SUPPLIED TEXT:
‘Party politics seems to come before people’ was the message from the East Galway Mental Health Action Group this week, after a motion calling for a review into the transfer of psychiatric beds from Ballinasloe was defeated in the Seanad.
Fianna Fáil Senators had called for the transfer of beds to be halted and an independent review of the decision to reconfigure local services to be carried out.
The Government has a majority in the upper house and Galway Senators Lorraine Higgins (Lab) and Hildegarde Naughton (FG) voted to support government policy on the issue, while Fidelma Healy Eames (Ind), Ronan Mullen (Ind) and Trevor Ó Clochartaigh (SF) were opposed.
Meanwhile, Senator Michael Mullins (FG) – who implored Minister Kathleen Lynch to review the scoring system that decided the Roscommon facility was more suitable than Ballinasloe – chose to abstain.
Speaking to the Galway Independent, Action Group chair Padraig Mulligan this week reiterated that the campaign is “a marathon not a sprint”. “And in every marathon you meet a wall and we met our wall in the Seanad,” he said, adding the community would reflect on the vote but would not allow Minister Lynch or the HSE dictate to them on an issue they believe has a significant amount of merit.
“We are not saying we’re absolutely right; what we’re looking for is an independent review,” he said, adding that is not “unreasonable” given that it impacts on the most vulnerable in society, and that there is significant opposition to the HSE’s plans.
Some 100 community members blocked five beds being removed from St Brigid’s last Tuesday night and Mr Mulligan warned, “If the HSE goes to move them the community is going to block them, there’s absolutely no doubt about that.”
Commenting on the way local representatives voted, or didn’t vote, last Wednesday, Mr Mulligan said, “Party politics seems to come before people. We are very disappointed in the fact that when it came to standing by our community our politicians were found very wanting.”

TASKS TO PERFORM:
a. From the article on the Ballinasloe psychiatric beds, list every Senator named individually, with the party or affiliation given for each.
b. Render this sentence from the article on the Ballinasloe psychiatric beds into Spanish: "Fianna Fáil Senators had called for the transfer of beds to be halted and an independent review of the decision to reconfigure local services to be carried out."
c. Carry the article on the Ballinasloe psychiatric beds forward from its final sentence.

GIVEN DATA:
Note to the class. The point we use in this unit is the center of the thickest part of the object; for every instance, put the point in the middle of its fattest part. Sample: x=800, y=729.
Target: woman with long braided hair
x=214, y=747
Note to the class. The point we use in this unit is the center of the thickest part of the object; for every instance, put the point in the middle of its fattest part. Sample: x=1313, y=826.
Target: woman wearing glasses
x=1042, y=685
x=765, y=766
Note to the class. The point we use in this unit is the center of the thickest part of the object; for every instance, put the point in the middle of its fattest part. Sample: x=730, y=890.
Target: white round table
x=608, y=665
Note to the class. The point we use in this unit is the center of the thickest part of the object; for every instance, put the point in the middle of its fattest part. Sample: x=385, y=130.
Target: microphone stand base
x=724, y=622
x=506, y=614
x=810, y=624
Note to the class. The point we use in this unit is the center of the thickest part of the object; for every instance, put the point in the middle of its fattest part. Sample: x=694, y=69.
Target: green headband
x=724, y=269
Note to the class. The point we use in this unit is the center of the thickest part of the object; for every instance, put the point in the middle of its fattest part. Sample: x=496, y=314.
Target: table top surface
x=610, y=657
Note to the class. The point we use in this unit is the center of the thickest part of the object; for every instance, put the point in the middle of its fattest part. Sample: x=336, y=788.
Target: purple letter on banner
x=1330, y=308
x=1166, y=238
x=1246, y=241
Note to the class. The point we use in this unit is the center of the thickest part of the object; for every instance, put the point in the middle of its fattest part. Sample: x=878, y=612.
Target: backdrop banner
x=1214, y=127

ANSWERS GIVEN:
a.
- Lorraine Higgins (Lab)
- Hildegarde Naughton (FG)
- Fidelma Healy Eames (Ind)
- Ronan Mullen (Ind)
- Trevor Ó Clochartaigh (SF)
- Michael Mullins (FG)

b. Los senadores del Fianna Fáil habían pedido que se detuviera el traslado de las camas y que se llevara a cabo una revisión independiente de la decisión de reconfigurar los servicios locales.

c.
He also said that he would rather a situation where politicians vote in line with their views, rather than avoiding doing so. “Lorraine Higgins at least had the courage to vote against it and if a person feels that strongly about it and that’s their position, I expect them to respect mine and I absolutely respect theirs and they will live politically or die politically by those decisions.”
Reflecting on his decision to abstain from voting, Senator Mullins said it was clear that the Government amendment would be passed easily and “there was no point” in losing the party whip, instead making a decision he felt would best allow him to exert influence on issues affecting his community. He added that he had “registered [his] protest” by not supporting the Government amendment on the issue.
He added he was “very disappointed” Minister Lynch did not accede to his request that a review of the HSE decision take place, and for no further beds to be removed from the facility while a review is taking place. “The Minister does not appear for turning,” he said. He added however that a Fine Gael grouping is meeting with Health Minister James Reilly this week, with Ballinasloe one of the issues set to be raised with him.
Senator Lorraine Higgins, who voted with the Government, meanwhile said Fianna Fáil’s motion was opportunistic.
“Because they are in the minority in the Seanad and they were never going to win that motion, that’s reality of it. But I was happy to vote the way I did based on the assurances I got from the Minister that the patient would be protected and would have access to the best mental health service that could be gotten.”
She also acknowledged the anger “among some sections of the community in Ballinasloe” and said Minister Lynch had encountered similar problems replacing psychiatric units in Clonmel and Wexford with ‘better’ community-based services. “Once time and water goes under the bridge hopefully people will recognise that change was necessary,” she said.